Saved entries:
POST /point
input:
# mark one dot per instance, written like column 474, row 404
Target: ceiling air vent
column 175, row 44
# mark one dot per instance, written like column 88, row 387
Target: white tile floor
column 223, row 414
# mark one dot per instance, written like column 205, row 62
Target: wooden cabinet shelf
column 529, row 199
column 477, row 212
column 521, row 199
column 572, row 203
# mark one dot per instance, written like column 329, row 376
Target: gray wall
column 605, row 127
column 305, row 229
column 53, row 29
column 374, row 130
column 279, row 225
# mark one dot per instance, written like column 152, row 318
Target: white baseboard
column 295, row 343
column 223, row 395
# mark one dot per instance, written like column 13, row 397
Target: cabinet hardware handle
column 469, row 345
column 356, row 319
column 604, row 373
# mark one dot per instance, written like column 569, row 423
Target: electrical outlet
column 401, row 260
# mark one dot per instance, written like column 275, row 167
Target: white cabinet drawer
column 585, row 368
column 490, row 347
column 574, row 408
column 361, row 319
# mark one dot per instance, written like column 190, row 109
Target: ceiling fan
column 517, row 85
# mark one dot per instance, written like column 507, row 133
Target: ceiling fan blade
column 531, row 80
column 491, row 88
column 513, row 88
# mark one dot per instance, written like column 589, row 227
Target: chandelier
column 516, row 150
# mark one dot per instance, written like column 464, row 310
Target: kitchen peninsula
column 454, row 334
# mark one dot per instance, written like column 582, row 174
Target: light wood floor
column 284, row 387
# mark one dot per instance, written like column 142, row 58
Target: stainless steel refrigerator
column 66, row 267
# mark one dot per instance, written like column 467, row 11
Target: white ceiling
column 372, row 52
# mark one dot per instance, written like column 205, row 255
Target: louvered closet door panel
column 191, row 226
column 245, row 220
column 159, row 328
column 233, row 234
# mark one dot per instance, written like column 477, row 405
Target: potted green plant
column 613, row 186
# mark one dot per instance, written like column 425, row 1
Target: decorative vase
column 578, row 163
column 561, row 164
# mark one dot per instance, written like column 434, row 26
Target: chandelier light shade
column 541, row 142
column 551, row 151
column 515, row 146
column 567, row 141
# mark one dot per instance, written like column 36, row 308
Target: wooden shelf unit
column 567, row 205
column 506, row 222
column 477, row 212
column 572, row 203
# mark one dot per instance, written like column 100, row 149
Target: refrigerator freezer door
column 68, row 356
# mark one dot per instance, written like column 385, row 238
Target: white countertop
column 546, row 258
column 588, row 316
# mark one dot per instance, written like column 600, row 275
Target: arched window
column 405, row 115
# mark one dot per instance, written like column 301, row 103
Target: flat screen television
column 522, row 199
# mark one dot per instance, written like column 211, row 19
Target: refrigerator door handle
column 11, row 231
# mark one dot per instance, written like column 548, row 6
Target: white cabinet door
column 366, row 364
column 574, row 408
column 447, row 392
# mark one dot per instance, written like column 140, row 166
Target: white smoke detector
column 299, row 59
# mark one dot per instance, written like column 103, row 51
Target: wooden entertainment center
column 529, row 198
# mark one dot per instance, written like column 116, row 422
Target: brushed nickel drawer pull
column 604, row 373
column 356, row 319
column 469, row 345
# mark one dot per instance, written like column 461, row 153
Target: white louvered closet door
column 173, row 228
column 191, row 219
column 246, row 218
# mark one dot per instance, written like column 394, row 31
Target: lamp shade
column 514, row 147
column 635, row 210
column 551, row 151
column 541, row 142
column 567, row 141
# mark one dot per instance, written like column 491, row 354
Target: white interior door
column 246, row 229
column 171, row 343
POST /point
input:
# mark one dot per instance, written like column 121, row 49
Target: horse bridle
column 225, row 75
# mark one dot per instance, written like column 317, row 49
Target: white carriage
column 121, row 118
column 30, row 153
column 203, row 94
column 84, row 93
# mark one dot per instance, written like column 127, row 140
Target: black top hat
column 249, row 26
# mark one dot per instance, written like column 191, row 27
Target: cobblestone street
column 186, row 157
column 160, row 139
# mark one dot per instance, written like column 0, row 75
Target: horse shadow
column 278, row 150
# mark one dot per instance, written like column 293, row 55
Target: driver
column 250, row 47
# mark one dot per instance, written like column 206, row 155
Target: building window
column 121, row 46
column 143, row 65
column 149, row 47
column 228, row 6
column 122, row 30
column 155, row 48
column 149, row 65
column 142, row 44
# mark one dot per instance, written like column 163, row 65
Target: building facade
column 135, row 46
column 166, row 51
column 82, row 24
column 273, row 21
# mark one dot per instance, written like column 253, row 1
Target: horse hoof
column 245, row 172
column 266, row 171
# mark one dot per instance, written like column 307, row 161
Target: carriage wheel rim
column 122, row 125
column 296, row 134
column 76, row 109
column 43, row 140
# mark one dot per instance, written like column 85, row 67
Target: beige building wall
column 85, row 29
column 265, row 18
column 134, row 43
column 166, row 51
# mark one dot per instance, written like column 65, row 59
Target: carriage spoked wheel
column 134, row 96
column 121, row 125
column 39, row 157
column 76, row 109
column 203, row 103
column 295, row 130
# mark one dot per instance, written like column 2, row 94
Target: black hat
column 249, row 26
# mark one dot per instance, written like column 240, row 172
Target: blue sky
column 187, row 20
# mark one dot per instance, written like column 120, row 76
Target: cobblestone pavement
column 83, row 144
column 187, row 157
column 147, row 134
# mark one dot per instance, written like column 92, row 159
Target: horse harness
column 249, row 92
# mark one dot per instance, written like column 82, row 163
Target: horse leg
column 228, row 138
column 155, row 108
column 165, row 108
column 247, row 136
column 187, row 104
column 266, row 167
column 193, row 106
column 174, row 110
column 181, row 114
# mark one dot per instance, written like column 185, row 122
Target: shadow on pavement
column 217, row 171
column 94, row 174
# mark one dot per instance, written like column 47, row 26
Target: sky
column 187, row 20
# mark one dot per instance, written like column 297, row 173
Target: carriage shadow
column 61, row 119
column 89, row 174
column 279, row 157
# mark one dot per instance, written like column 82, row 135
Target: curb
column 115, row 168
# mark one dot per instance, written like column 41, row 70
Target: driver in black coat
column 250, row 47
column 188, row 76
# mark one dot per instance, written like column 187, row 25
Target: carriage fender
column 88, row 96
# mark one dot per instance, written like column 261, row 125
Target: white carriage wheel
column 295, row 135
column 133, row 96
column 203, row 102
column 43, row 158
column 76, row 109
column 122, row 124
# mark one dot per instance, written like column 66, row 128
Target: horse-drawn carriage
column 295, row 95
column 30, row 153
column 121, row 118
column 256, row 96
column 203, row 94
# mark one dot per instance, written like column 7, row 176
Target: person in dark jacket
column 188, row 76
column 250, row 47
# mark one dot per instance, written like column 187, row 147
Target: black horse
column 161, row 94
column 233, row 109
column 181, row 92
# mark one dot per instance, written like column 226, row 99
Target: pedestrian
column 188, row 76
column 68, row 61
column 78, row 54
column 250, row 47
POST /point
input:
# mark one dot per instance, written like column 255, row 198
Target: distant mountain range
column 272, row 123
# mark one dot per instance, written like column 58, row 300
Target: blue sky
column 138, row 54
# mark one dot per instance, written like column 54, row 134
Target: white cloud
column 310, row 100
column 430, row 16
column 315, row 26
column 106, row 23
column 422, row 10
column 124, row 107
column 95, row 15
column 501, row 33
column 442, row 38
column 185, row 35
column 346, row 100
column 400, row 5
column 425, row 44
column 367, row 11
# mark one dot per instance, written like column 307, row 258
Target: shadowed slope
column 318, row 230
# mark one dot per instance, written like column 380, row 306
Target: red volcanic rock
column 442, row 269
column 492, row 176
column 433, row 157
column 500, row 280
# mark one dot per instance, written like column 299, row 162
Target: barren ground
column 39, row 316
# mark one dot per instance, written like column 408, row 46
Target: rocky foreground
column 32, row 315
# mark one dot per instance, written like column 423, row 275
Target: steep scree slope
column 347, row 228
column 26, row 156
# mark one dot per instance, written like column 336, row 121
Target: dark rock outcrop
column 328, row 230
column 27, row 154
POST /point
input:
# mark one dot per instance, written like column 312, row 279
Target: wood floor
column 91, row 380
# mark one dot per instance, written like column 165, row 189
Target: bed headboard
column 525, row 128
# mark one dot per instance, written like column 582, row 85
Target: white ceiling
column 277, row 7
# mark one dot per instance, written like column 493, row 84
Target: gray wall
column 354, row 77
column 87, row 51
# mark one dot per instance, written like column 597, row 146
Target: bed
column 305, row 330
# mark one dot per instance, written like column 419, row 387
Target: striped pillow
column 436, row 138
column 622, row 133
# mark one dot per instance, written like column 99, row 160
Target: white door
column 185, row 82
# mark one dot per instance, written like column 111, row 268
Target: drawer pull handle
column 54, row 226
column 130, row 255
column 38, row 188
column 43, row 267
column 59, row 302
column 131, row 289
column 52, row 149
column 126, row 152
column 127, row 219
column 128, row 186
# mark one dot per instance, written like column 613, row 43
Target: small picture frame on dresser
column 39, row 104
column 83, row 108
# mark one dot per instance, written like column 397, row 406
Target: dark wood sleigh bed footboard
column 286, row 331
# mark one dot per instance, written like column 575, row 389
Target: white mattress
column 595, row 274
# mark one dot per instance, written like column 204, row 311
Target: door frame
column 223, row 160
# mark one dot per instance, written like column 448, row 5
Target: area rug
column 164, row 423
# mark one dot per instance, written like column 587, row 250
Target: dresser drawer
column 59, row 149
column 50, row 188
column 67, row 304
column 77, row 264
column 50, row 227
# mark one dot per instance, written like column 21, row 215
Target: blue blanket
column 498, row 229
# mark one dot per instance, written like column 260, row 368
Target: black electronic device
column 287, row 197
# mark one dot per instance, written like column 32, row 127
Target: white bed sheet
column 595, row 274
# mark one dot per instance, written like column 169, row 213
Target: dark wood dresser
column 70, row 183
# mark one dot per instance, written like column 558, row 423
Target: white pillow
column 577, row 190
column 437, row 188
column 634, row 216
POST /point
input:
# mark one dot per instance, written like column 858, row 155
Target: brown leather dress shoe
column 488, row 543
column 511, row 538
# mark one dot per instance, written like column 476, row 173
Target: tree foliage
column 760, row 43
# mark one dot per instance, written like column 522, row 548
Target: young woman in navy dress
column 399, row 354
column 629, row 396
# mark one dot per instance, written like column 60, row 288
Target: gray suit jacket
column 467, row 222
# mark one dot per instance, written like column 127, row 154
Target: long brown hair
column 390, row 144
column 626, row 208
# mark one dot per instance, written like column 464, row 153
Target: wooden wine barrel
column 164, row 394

• [What is being asked] What you return should consist solely of the lines from the one containing "127, row 154" through the end of the entries above, reproduced exactly.

• [Answer box]
# mark one dot per instance, written like column 127, row 154
Target: long brown hair
column 390, row 144
column 626, row 208
# mark one dot per instance, written like column 464, row 153
Target: wooden wine barrel
column 164, row 394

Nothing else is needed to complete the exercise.